[Stored data]

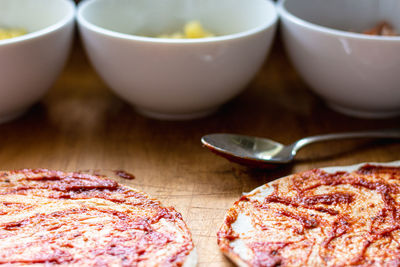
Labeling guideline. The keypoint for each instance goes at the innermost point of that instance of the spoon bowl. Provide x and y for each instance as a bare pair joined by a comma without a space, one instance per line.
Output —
266,153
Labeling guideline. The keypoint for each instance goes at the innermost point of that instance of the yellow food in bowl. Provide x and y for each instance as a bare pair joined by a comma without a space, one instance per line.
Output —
11,33
191,30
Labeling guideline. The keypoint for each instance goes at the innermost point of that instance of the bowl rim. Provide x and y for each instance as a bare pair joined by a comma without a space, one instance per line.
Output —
70,16
82,21
285,14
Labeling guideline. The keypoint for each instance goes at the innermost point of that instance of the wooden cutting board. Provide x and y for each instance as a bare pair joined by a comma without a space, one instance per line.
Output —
81,125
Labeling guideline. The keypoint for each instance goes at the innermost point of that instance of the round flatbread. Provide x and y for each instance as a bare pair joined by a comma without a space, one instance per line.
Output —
323,217
73,219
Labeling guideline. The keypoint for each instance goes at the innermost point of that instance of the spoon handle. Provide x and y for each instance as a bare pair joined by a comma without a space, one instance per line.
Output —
384,133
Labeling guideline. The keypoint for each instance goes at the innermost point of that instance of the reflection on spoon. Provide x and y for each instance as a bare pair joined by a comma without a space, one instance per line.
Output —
263,152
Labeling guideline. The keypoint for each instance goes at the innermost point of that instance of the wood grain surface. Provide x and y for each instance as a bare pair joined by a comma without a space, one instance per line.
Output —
82,125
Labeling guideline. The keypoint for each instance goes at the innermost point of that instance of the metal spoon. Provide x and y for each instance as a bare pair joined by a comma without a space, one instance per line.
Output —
263,152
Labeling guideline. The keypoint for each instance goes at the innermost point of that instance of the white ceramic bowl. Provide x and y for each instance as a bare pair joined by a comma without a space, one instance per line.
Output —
29,64
354,73
169,78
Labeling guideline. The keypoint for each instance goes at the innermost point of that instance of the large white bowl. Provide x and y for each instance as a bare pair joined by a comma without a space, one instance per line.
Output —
356,74
30,64
169,78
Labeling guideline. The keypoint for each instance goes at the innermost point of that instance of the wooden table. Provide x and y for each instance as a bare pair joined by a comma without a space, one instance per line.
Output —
81,125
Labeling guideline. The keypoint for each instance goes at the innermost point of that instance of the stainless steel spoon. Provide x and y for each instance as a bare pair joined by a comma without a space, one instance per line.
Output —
263,152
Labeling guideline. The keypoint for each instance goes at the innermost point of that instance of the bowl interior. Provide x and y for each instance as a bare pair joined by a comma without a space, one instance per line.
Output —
154,17
354,15
34,15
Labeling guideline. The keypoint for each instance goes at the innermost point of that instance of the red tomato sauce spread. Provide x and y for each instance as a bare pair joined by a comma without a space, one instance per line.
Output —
317,218
75,219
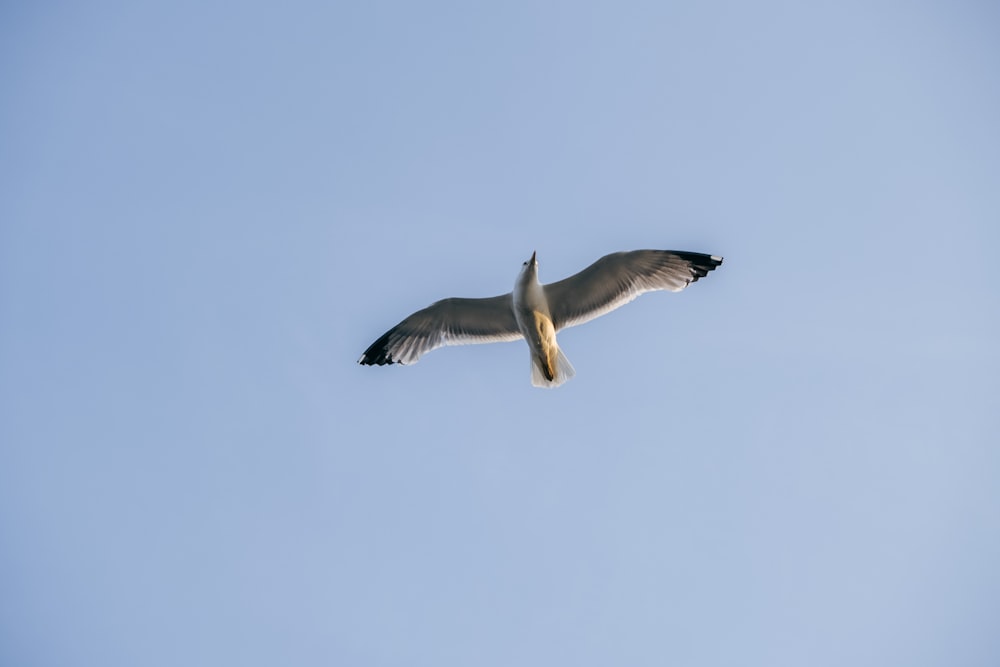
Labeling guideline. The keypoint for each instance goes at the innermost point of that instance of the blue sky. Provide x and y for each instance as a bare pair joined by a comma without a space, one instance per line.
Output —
207,212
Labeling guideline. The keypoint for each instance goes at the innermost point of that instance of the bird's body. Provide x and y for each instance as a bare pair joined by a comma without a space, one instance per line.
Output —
535,312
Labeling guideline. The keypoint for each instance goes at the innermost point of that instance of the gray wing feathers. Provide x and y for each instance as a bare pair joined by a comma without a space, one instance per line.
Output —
616,279
453,321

TASK
Would you copy out all the data exactly, without the images?

OUTPUT FOR THIS TASK
Labeling guideline. The keypoint for each instance goes at the innermost point of that instance of the spoon bowl. Provide x and y for each instance as a bare pair joined by a comma without a space, one instance per line.
Output —
266,153
Labeling guideline. The keypoint for each instance goes at the innermost point of that instance of the yellow food in bowl. Provide x and y for each instance as a bare pair joined by a comma without a space, one instance per line.
Output —
11,33
191,30
Labeling guideline. The keypoint for each instance goes at the innermost point of that instance of the bowl rim. Provide x and y for each instance as a bare pair joined by a comma without a space, one instance per line.
Output —
70,16
82,21
285,14
Labeling guideline. The keypoint for each instance goes at the innermost point of that instance of the wooden cutting board. Provide x and y for each instance as a bare pair joined by a comma without a space, one instance per line.
Output —
81,125
Labeling guideline. The keypoint for each instance goes at the innermost point of that instance of the round flatbread. Provide x and y for each instance as a bare pair joined by a comma without a space, one instance per line.
Output —
323,217
73,219
Labeling guideline. The keypoint for each instance goes at the innermost point of that instance of the spoon handle. Provide x and y for each instance as a bare pair joined by a comma without a space, one instance per line.
Output —
384,133
Labeling guideline. The keypoint for each instance goes at the innermost point of that instance of the reflection on spoon. Provide x and y for each instance as a bare pair joined by a comma without a space, one instance per line.
Output —
263,152
Labeling guideline. The keypoint for each instance goes at the innermost point of that instance of the wood grain surface. Provide x and y for each instance as a bare pair joined by a comma without a space, one instance per line.
Output —
82,125
Labeling guideline. The keypoint for each instance goes at the innermost point of that instance of the metal spoon. Provide x and y for each instance as a bare pair joined by a comma without a space, one instance per line.
Output —
263,152
Labeling guideline. The keypoint for each instance goes at the innermost point of that instance of the white ceramic bowl. Provide x and y for each instance as a bare pair joined by a comma without a space, one instance per line.
Output —
29,64
354,73
169,78
Labeling guideline. The keypoint for each instance goes at the innermost point of that instance of the large white bowl. Provide x and y for each instance as a bare pair joined by a comma without a space, one instance per line.
Output —
356,74
30,64
169,78
Labeling guideline. The keypoint for each instance goes at the innermost point of that instance of the wooden table. Provide x and y for each instance as a bare pair joined by a comma without a space, one instance per line.
Output —
81,125
Labeling guideline. The keypoint for each instance goes at the innermost point of that instance of the stainless steel spoon. Provide x and y for each instance as a bare pair joined by a comma without a space, one instance per line.
Output —
263,152
Labeling guideline. The keypoint for each instance goes at the innermost point of that instance of the bowl interior. Provide x and y for each instance as a bare pair joined by a comma without a space, one instance per line.
Output —
154,17
354,15
34,15
Labeling guideline. The keypoint for each instance goes at the innermost point of that instance of the red tomato sauce spread. Provide x and y for each instance as a bare pair joined by a comma without a space, one instance per line.
Output —
317,218
75,219
Labeling guideline. The keypoint for each instance goes at the innermost point of that instance of the blue sky. Provide x and y for each instance as a bare pair joined by a comma without a space, one instance per line.
Output —
207,212
Labeling guideline. The keypoint for each instance goes at the innermost point of that instance of the bird's body. Provide x and y for each instance as a bare pair joined by a comma without a space, one instance per line.
Output —
535,312
Labeling guideline. The keypoint for each instance goes at the innermost point of that instance of the gray wing feathers. Provide x and y for each instance as a bare pair joined by a comma without a space, one instance per line.
Output —
616,279
453,321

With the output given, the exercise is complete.